# Objective:
Reproduce every one of the entries below word for word, changing nothing.

Data entries
****************

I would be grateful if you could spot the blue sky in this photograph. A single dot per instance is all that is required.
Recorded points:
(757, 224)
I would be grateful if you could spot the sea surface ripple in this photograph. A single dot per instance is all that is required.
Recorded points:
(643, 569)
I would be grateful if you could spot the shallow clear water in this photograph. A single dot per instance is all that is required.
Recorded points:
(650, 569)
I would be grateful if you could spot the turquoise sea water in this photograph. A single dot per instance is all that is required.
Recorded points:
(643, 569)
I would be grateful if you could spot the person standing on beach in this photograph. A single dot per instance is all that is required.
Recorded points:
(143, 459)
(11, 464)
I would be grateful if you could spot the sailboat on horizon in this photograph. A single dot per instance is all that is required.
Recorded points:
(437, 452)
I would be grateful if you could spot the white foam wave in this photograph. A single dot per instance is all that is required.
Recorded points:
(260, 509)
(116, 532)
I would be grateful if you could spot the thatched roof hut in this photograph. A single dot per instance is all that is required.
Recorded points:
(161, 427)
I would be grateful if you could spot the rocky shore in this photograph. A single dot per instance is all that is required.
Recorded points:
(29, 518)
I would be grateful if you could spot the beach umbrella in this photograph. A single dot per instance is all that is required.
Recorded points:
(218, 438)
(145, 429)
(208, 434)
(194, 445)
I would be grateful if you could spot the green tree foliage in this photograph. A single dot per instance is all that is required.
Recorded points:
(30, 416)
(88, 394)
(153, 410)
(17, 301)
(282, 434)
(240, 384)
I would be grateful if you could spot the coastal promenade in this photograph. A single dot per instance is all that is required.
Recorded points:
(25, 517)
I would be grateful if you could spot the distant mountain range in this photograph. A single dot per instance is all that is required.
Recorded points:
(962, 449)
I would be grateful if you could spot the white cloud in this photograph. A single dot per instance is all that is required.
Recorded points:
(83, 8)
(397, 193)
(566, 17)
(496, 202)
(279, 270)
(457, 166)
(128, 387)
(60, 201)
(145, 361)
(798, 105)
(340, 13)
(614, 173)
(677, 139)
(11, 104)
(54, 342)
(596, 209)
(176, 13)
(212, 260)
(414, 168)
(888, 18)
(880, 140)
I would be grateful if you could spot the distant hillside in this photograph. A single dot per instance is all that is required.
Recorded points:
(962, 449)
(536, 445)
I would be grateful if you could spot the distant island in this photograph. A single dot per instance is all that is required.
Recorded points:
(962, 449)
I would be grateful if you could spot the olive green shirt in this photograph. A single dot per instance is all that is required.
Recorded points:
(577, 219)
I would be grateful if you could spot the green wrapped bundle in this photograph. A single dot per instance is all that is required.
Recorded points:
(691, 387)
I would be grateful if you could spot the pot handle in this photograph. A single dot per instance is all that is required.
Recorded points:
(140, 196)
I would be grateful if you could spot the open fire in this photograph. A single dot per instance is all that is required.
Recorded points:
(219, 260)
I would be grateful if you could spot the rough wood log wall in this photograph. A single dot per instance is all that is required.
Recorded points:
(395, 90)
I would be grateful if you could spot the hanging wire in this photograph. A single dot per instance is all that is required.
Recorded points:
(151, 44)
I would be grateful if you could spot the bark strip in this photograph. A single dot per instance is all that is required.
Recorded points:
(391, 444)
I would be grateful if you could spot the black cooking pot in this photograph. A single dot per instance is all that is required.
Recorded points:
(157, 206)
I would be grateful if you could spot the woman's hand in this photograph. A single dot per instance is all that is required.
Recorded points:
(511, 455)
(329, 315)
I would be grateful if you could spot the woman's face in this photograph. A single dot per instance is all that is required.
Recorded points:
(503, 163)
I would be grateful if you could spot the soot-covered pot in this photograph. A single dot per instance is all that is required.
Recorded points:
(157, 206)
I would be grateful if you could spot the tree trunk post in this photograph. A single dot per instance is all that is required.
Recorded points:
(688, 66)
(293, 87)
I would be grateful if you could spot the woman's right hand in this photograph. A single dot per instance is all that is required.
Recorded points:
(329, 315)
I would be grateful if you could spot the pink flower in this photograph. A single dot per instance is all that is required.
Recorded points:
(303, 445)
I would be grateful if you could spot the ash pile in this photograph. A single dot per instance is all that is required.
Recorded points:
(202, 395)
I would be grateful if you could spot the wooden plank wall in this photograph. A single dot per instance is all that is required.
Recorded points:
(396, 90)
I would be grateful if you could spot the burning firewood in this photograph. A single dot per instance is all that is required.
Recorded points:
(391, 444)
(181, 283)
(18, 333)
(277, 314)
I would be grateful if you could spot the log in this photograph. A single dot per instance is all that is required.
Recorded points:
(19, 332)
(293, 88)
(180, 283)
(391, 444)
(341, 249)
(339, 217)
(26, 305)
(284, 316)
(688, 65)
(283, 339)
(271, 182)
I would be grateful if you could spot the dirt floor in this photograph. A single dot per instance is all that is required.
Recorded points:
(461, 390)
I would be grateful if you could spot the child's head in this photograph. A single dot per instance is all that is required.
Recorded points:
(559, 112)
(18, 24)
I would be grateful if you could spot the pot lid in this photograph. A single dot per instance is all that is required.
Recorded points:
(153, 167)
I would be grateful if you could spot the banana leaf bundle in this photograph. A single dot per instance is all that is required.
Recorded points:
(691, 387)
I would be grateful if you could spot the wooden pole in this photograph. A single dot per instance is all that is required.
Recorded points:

****************

# Solution to this exercise:
I would be grateful if you could spot the blue sky in this photograph. A single dot per instance is all that is required.
Recorded points:
(757, 224)
I would be grateful if you could spot the sea surface ripple in this photograph. A single dot per instance is all that is required.
Recorded points:
(643, 569)
I would be grateful if you could spot the shallow clear water in this photograph. A single dot per instance is all that is required.
Recorded points:
(650, 569)
I would be grateful if you could spot the turquoise sea water in this photograph. A single dot per instance is all that is required.
Recorded points:
(643, 569)
I would be grateful if you could spot the person standing on beach in this photograph. A single dot per instance is all that is required.
Recorded points:
(143, 459)
(11, 464)
I would be grateful if you could spot the sailboat on horizon in this photograph. A single dot per instance is all that is required.
Recorded points:
(437, 452)
I would be grateful if you could spot the white foam wave in this photograph. A single dot per instance is all that is required.
Recorded points:
(260, 509)
(116, 532)
I would be grateful if you could spot the thatched roof hut in this photograph. A single dot per instance is all that is required.
Recorded points:
(161, 427)
I would be grateful if you could spot the rocky shore in this photograph. A single dot per instance is all that is required.
Recorded points:
(29, 518)
I would be grateful if you could spot the beach umbrella in this photograph. A single dot per instance is all that is required.
Recorded points:
(218, 438)
(145, 429)
(208, 434)
(194, 445)
I would be grateful if you could spot the green tree foliage in this photograph. A single dot per instance is all that is required.
Recorded points:
(30, 416)
(88, 394)
(153, 410)
(17, 301)
(282, 434)
(240, 384)
I would be grateful if you could spot the coastal promenade in this photograph. A single dot per instance is all that is required.
Recorded points:
(25, 517)
I would be grateful if you could spot the distant mountain range in this photograph. A single dot per instance is all that is required.
Recorded points:
(962, 449)
I would be grateful if you could spot the white cloud in this photograph. A single dot per instance is all that is required.
Recorded points:
(83, 8)
(397, 193)
(566, 17)
(496, 202)
(279, 270)
(457, 166)
(128, 387)
(60, 201)
(145, 361)
(798, 105)
(340, 13)
(614, 173)
(677, 139)
(11, 104)
(54, 342)
(596, 209)
(176, 13)
(212, 260)
(414, 168)
(888, 18)
(880, 140)
I would be grateful if you could spot the distant hillside in this photograph. A single dot per instance is all that is required.
Recorded points:
(962, 449)
(536, 445)
I would be grateful if you could spot the distant island in this photograph. A single dot per instance is all that is required.
Recorded points:
(962, 449)
I would be grateful if you could spot the olive green shirt in this photograph. A single dot per instance is all that is required.
Recorded points:
(577, 219)
I would be grateful if you could spot the green wrapped bundle in this photograph. A single dot per instance is all that is required.
Recorded points:
(691, 387)
I would be grateful if you could spot the pot handle in this photograph. A single dot per instance is all that is required.
Recorded points:
(140, 196)
I would be grateful if you could spot the open fire in this photograph. A single dot per instance is all that is required.
Recorded points:
(219, 260)
I would be grateful if you could spot the rough wood log wall in this photograph. A single dot per instance is all that is required.
Recorded points:
(395, 90)
I would be grateful if you could spot the hanging wire in this photograph. A single dot per instance is all that is required.
Recorded points:
(151, 44)
I would be grateful if you could spot the bark strip in this photograph. A single dot per instance is all that is required.
Recorded points:
(391, 444)
I would be grateful if you could spot the black cooking pot in this photograph. A single dot per instance is all that is required.
Recorded points:
(157, 206)
I would be grateful if you could spot the woman's hand in this photograph. A single dot per instance is all that is required.
Recorded points:
(511, 455)
(329, 315)
I would be grateful if you could spot the woman's face in this photograph. A single dot per instance is all that is required.
Recorded points:
(503, 163)
I would be grateful if you could spot the soot-covered pot in this photograph. A single dot per instance is all that is required.
Recorded points:
(157, 206)
I would be grateful if you could spot the tree trunk post in this photograph. A single dot per instance is all that is required.
Recorded points:
(688, 66)
(293, 87)
I would be grateful if you could spot the woman's right hand in this photograph. A single dot per instance is all that is required.
Recorded points:
(329, 315)
I would be grateful if you could spot the pink flower in this photograph. A single dot per instance is all that is required.
Recorded points:
(303, 445)
I would be grateful if you could spot the ash pile in this photograph. A single dot per instance is all that is required.
Recorded points:
(202, 395)
I would be grateful if you could spot the wooden plank wall in this photograph. A single dot per instance is all that is required.
Recorded points:
(396, 90)
I would be grateful if you could spot the burning firewood in this photograph. A single dot per instance is all that is required.
Recorded points:
(391, 444)
(181, 283)
(18, 333)
(277, 314)
I would be grateful if you could spot the log in this photograph. A single dot per instance is all that is required.
Recorded points:
(19, 332)
(293, 88)
(180, 283)
(391, 444)
(341, 249)
(339, 217)
(26, 305)
(284, 316)
(688, 65)
(283, 339)
(271, 182)
I would be grateful if you could spot the dirt floor in this photograph. A single dot per instance is all that is required.
Recorded points:
(461, 390)
I would be grateful if you could spot the child's head in this photograph. A single dot per instance is all that is required.
Recorded points:
(559, 112)
(18, 24)
I would be grateful if you could spot the pot lid in this photograph. A single dot per instance is all that is required.
Recorded points:
(153, 167)
I would be grateful if you could spot the banana leaf bundle in this photograph. A single dot per instance is all that is required.
Recorded points:
(691, 387)
I would be grateful if you could spot the wooden pole in this photograph. A single dot per instance is all that is required.
Recorded points:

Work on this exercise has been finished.